*** Data records
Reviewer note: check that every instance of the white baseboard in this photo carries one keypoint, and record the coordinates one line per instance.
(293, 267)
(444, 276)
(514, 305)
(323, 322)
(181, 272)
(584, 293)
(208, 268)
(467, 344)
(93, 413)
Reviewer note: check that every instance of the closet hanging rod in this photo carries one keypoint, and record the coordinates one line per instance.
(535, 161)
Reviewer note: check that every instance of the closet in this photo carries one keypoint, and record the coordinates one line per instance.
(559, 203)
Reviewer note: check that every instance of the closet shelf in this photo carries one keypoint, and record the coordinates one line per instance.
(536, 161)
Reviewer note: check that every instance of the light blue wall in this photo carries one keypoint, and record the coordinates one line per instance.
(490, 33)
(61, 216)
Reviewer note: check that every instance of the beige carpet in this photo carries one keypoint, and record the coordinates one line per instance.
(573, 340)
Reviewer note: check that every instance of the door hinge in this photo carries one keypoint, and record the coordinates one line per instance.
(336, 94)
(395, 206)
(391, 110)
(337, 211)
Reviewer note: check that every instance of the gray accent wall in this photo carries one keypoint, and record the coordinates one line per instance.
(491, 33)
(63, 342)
******
In the answer, include exactly the lines from the line containing "Reviewer note: check that every instance of the door" through the end of the data, and nothing else.

Reviewer note: check that every instance of the door hinge in this photo carries one keypoint, and record the coordinates one line per instance.
(336, 94)
(395, 206)
(391, 110)
(337, 211)
Reviewer note: check that every instance of the gray accent wall in this photo carries one keypoint, and record the coordinates one line per instance.
(491, 33)
(63, 342)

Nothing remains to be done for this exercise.